BEGIN Document extract
Firstly, the transaction's timestamp is compared with the timestamp of the oldest valid transaction in the ATR list, i.e., the timestamp of the entry pointed by the tail pointer (Line 2). CSMV can check immediately if the ATR list has all the transactions that have been committed since the start of the validating transaction. If the timestamp is indeed smaller than the oldest timestamp stored in the record, then the transaction can never be sure if there were any previous transactions that could have eventually conflicted with it but were since then overwritten. To ensure consistency, the transaction has to abort spuriously (Line 4).

Do note that even if a transaction is aborted, the thread does not exit validation right away. Instead the thread will stick around to help other threads from the warp validate their transactions. When it comes the time for this aborted transaction to begin validation, the warp simply skips it (Line 9).

After this initial check, the actual collaborative validation process can begin. All the threads in the worker warp validate the same transaction against different positions of the ATR, i.e. all the threads are accessing the same read set, which is stored in global memory (Line 17), and comparing it to different write sets of the ATR (Line 16). If there is an intersection between these two sets, then a conflict occurred and the transaction has to abort (Line 19).

The worker warp starts validating backwards from the most recently added transaction (i.e., from the read pointer), with each thread targeting a different entry in the ATR (Line 14) and with a stride the size

of the warp (Line 22), until it can find a transaction whose committing timestamp is equal to the starting timestamp of the validating thread, called the anchor entry.

This entry is the most recently committed transaction when the transaction being validated began, which means that the worker warp does not have to validate further backward (i.e., beyond the anchor).

Determining the anchor entry a priori is of great importance to the warp, since it allows each thread to calculate exactly how many iterations of of the validation loop they must do (Line 12). This matters because going over the anchor could potentially have a validating thread access entries that are also beyond the tail pointer of the ATR, meaning the thread could potentially compare against transitive data, which should never occur for the sake of correctness. On top of that, the anchor point must be checked after every iteration to ensure it has not been overwritten by another transaction (Line 20), since losing this point would mean that the thread does not have the necessary information to determine whether it did or did not conflict with another transaction. Hence, it spuriously aborts (Line 21).

Threads continue validating that transaction until they reach the anchor point for that transaction or until a thread finds a conflict, at which point they move on to the next transaction in the warp, until all of them are validated.

**Batched ATR Insert:** Transactions that have successfully passed validation can begin the process of insertion on the record. The pseudocode for this stage is present in Algorithm 3 as to provide a better understanding of this process.
END Document extract
BEGIN Dataset records
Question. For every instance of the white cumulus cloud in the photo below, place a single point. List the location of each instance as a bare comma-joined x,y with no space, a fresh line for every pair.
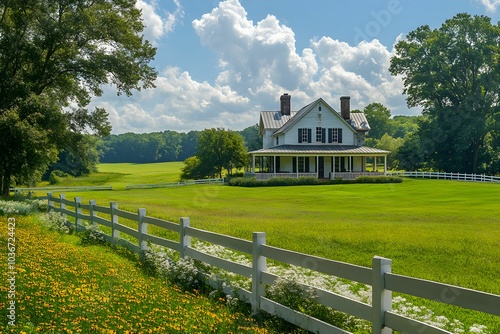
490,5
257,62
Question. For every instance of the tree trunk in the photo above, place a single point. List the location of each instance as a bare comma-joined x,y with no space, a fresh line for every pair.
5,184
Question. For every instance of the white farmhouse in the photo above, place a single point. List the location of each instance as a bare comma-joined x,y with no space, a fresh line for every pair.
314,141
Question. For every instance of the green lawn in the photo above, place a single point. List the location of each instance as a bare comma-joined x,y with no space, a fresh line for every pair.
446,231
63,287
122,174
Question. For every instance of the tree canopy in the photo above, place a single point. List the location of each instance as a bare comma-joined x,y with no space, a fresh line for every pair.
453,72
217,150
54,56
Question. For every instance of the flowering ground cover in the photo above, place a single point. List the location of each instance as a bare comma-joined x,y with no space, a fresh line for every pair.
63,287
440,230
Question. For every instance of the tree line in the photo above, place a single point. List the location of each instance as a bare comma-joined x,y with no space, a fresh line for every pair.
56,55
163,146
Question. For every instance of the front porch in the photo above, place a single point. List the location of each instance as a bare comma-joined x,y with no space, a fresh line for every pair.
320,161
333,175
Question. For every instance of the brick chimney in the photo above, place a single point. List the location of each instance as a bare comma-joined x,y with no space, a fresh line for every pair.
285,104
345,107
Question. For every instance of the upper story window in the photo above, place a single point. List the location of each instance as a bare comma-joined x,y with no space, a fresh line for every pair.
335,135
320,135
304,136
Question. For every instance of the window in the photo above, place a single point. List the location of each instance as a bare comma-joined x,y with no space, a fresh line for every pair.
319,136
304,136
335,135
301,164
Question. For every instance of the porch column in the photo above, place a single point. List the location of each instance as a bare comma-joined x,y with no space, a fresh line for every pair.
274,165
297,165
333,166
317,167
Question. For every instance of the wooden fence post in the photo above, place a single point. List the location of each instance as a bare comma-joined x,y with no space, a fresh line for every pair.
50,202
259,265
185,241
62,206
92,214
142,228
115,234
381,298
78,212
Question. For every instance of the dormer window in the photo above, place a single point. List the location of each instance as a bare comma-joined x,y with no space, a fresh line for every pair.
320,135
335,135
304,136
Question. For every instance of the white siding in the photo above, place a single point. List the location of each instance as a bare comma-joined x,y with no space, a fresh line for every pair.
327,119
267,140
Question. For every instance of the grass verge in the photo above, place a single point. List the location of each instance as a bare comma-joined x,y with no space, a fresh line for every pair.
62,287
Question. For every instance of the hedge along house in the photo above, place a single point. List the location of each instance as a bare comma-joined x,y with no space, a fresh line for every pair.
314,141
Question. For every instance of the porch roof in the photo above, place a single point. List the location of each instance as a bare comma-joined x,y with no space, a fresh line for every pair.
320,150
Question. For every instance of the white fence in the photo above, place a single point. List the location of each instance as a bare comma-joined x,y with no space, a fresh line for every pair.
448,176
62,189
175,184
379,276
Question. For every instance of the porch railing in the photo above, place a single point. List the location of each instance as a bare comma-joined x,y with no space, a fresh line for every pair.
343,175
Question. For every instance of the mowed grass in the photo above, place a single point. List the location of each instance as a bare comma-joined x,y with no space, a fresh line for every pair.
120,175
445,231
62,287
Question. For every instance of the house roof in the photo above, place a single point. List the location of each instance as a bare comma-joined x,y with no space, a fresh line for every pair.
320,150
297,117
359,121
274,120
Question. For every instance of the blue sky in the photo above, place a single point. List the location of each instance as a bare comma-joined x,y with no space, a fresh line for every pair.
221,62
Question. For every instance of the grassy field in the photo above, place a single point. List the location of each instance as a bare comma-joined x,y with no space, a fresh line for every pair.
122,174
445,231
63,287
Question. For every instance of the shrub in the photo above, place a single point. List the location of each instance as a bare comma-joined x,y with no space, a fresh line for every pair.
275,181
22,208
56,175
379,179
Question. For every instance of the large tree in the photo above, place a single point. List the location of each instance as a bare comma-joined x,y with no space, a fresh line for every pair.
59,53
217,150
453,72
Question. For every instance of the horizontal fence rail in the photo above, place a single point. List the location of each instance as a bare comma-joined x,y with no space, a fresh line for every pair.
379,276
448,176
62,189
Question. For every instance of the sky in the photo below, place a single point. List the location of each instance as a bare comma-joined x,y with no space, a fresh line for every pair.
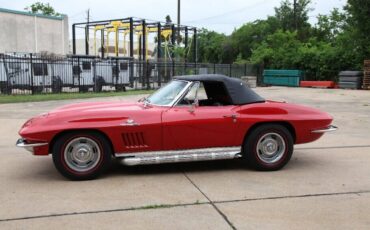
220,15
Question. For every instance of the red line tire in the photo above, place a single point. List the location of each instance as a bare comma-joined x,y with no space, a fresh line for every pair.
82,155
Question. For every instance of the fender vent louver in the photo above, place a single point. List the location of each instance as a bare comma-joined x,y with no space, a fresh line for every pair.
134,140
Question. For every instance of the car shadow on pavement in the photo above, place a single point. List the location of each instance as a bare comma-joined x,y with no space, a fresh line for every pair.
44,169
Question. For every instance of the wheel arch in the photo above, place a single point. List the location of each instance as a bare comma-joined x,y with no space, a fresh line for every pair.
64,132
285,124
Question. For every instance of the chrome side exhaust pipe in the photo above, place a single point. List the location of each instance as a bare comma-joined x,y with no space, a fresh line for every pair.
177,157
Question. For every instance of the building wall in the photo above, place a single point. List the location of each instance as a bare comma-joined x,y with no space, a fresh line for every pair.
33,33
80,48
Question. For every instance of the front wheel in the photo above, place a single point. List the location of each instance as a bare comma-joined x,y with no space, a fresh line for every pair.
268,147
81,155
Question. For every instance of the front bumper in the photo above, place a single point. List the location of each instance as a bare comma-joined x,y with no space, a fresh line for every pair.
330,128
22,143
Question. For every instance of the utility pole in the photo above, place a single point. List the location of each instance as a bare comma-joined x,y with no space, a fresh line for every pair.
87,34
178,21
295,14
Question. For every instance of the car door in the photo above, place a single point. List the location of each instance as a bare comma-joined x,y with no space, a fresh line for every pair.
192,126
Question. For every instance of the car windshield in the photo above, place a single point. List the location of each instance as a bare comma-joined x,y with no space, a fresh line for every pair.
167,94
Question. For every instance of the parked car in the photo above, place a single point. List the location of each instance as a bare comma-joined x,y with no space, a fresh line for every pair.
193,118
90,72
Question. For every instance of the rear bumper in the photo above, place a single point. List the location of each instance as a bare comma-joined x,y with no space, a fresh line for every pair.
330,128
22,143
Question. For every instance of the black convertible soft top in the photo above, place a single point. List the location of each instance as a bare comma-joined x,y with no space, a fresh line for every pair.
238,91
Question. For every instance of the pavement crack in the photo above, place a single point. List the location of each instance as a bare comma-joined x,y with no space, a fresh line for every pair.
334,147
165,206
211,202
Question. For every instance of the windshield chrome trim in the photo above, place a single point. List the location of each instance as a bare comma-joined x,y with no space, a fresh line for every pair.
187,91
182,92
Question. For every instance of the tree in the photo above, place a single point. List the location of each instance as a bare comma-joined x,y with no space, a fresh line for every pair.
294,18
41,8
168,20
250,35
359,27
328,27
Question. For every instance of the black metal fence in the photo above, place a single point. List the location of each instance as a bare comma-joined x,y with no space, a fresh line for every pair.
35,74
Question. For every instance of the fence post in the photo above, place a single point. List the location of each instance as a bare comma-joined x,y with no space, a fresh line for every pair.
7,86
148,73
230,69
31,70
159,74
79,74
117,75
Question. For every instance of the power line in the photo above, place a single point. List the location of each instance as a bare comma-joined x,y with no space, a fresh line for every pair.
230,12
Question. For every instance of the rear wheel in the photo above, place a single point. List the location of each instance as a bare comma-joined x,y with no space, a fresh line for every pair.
END Dataset records
BEGIN Dataset records
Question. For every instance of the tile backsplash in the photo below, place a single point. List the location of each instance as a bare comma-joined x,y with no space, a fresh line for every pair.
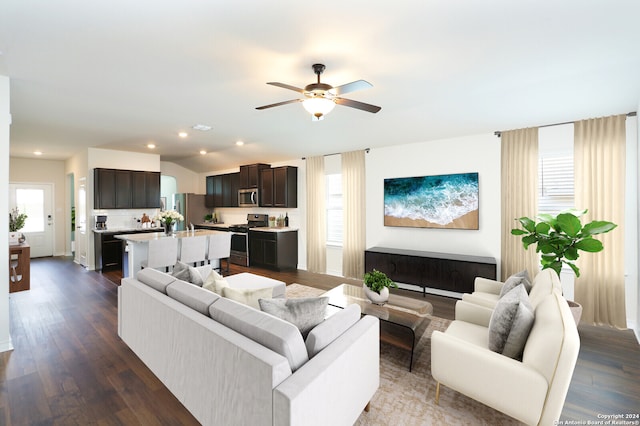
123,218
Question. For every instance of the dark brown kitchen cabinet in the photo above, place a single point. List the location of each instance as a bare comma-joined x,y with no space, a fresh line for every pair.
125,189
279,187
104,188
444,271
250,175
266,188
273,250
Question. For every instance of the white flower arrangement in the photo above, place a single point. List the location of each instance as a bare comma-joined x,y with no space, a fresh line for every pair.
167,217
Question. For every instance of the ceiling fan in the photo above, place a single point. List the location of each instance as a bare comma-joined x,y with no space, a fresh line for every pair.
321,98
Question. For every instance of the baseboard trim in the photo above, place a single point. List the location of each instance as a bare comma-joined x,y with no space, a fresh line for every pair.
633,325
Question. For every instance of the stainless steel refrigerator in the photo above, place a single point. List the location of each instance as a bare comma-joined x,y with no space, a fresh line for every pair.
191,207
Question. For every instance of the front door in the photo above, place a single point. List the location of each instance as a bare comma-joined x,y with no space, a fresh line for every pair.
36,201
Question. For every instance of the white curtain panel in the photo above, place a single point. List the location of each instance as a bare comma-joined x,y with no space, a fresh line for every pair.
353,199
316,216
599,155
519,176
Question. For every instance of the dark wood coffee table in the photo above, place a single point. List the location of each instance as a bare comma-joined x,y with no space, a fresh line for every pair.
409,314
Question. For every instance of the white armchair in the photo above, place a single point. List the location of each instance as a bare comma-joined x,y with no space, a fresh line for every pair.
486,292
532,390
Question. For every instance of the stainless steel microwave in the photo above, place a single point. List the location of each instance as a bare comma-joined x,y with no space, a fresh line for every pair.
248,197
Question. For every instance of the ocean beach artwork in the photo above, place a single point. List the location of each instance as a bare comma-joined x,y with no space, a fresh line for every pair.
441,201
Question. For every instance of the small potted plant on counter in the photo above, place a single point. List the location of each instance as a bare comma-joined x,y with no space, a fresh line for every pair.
END Dataset records
BEGIN Dataset records
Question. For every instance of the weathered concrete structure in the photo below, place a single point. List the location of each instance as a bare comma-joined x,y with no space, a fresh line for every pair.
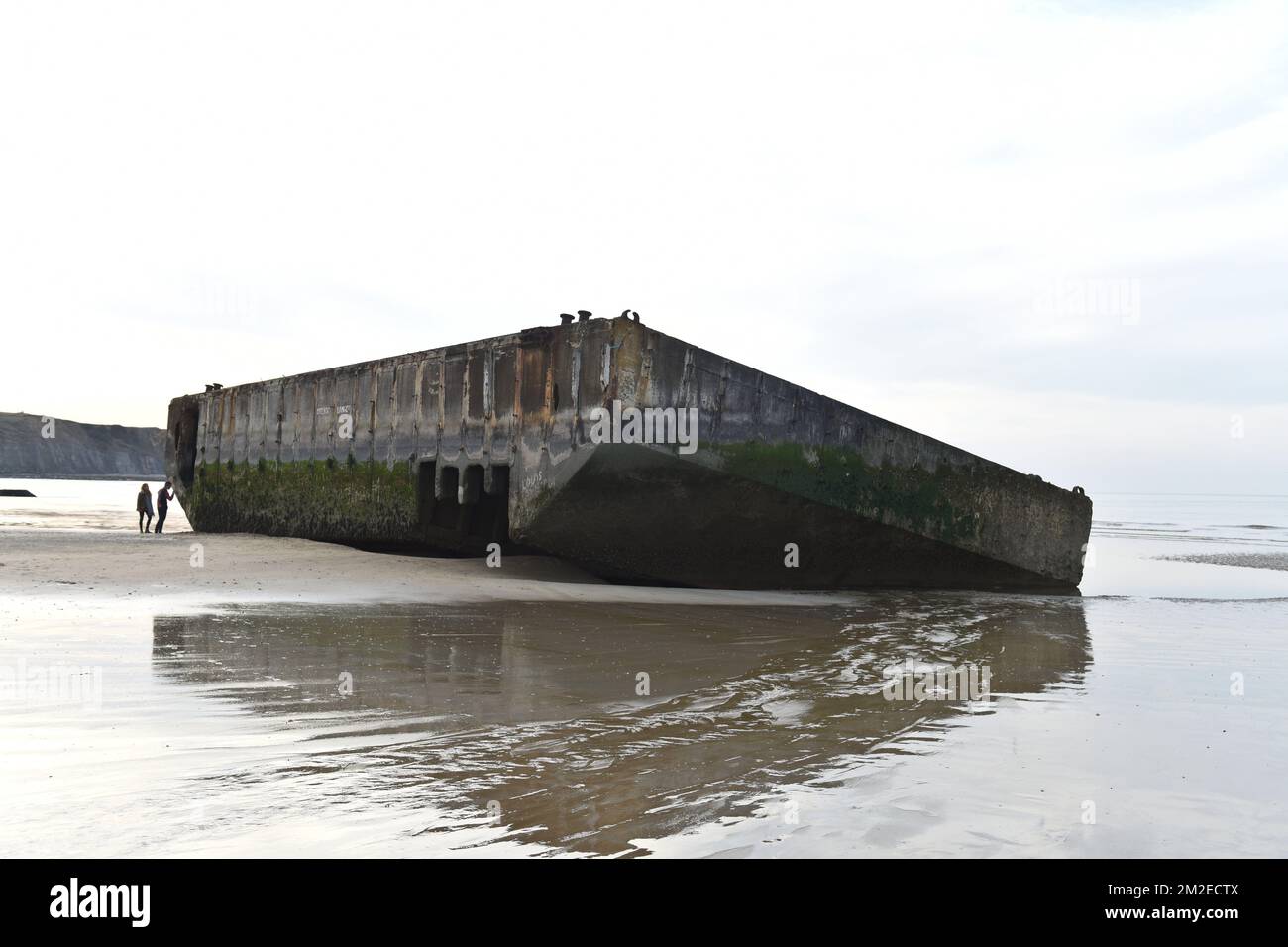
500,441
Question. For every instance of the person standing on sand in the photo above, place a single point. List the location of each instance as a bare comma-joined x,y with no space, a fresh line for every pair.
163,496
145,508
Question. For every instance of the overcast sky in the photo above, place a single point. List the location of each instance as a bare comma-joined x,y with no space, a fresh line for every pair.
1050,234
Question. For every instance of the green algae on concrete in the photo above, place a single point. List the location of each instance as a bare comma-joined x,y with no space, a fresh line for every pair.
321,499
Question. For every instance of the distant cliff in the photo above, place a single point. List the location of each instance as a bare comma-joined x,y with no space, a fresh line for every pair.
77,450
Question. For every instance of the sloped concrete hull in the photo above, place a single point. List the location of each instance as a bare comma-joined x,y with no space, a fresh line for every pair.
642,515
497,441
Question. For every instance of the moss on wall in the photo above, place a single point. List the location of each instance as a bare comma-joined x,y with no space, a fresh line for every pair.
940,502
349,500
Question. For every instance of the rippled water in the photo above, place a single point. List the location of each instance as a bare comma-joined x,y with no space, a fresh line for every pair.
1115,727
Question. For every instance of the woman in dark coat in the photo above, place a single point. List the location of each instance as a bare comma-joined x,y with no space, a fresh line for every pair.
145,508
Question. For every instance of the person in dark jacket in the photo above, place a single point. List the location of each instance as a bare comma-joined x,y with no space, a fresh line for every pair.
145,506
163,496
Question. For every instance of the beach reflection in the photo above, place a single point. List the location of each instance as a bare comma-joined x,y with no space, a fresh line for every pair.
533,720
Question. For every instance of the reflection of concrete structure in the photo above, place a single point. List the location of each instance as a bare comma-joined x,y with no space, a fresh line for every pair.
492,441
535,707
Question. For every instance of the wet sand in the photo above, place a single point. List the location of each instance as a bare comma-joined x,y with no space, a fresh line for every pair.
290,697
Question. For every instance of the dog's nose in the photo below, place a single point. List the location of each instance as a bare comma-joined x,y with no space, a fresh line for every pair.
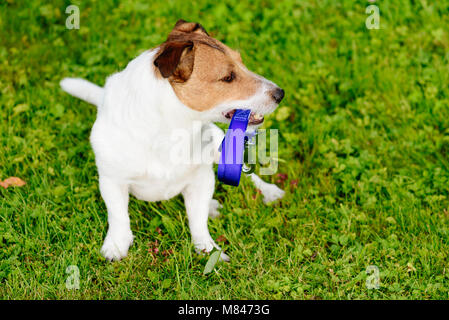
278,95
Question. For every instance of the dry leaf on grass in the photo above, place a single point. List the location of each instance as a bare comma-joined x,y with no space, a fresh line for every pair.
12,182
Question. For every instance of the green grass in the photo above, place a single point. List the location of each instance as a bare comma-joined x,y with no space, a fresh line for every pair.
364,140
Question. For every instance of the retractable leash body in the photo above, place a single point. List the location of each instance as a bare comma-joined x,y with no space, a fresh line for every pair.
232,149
END Dataset records
- **Parts of the exercise**
**a.** In the validation passage, what is the name of the entry whose committing timestamp equals the starting timestamp of the validating thread?
**b.** Duplicate the validation passage word for word, from "of the warp" to "the anchor entry.".

- **Written answers**
**a.** It is called the anchor entry.

**b.**
of the warp (Line 22), until it can find a transaction whose committing timestamp is equal to the starting timestamp of the validating thread, called the anchor entry.